- **Collected data entries**

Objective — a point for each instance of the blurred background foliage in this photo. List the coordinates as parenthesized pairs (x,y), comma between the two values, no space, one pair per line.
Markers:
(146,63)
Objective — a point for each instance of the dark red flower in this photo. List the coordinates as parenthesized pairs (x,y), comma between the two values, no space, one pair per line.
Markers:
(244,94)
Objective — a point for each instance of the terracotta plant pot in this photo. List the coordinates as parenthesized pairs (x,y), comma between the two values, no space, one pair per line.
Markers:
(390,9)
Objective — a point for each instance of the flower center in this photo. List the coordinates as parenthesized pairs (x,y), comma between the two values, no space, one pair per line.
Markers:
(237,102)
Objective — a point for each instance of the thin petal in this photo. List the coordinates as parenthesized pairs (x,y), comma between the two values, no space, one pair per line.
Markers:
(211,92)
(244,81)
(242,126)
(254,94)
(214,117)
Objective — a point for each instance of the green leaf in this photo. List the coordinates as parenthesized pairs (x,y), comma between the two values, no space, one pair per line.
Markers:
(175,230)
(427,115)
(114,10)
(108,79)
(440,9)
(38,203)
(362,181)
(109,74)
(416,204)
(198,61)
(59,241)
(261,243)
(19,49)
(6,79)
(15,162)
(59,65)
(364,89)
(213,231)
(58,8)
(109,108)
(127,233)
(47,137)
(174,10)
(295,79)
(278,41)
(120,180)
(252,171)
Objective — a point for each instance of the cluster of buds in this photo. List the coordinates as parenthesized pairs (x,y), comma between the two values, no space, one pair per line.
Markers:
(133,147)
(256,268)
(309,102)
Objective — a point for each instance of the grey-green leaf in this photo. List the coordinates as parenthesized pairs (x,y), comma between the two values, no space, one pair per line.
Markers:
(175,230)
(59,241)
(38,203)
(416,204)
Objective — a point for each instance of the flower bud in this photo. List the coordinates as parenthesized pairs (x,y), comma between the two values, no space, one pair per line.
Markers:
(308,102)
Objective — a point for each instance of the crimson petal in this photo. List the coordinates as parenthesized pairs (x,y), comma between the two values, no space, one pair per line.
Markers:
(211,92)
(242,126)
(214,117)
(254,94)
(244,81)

- **Given instruction**
Copy all of the lines above word for word, with nothing changed.

- **Output for this task**
Objective — a point for each instance of the blurred background foliage in this photo. List the coordinates as parenthesized pairs (x,y), comma between the two values, no space, one pair per line.
Markers:
(146,63)
Objective — a point for each instance of the dark red flower in this photo. List the coordinates as parenthesized pairs (x,y), comma between the two values, no space, one pair per line.
Markers:
(244,94)
Objective — a point for each instance of the terracotta plant pot in this photo. List the coordinates as parenthesized pairs (x,y), comma between the two values, no space, one pair per line.
Markers:
(390,9)
Objective — a point for each instance of the flower center in this photo. List the coordinates as parenthesized pairs (x,y), comma between the two values, no space, one pair per line.
Markers:
(237,102)
Objective — a point for each instance of the thin petal in this photo. List the coordinates as parenthesized pairs (x,y), comma between the two values, no space, one pair per line.
Markers:
(211,92)
(244,81)
(242,126)
(254,94)
(214,117)
Objective — a point for each instance of the green leaf in this photo. List the coordinates as parenthesized pairs (x,y), comma between the two values, no space, one pair per line.
Markers:
(175,230)
(427,115)
(114,10)
(108,79)
(440,9)
(38,203)
(362,181)
(109,74)
(416,204)
(198,61)
(59,241)
(261,243)
(19,49)
(6,79)
(15,162)
(59,65)
(364,89)
(213,231)
(58,8)
(109,108)
(127,233)
(47,137)
(174,10)
(295,79)
(278,41)
(120,180)
(252,171)
Objective — a point for each instance of the cluster of buds in this photo. List the coordinates as parenthesized pairs (x,y), comma between the two values, no space, one pair per line.
Markers:
(133,147)
(256,268)
(309,102)
Objective — a point for each instance of the grey-green leaf in this photo. List the coordinates as parenthesized pairs (x,y), comma between the two values, no space, one pair per line.
Markers:
(175,230)
(59,241)
(38,203)
(416,204)
Objective — a point for each instance of the flower bud in this photo. List the coordinates as parenthesized pairs (x,y), comma between the two values, no space, one pair per line.
Markers:
(308,102)
Objective — a point for each instance of the crimson petal in this photo. List the coordinates as parenthesized pairs (x,y), comma between the two values, no space, one pair per line.
Markers:
(211,92)
(242,126)
(214,117)
(254,94)
(244,81)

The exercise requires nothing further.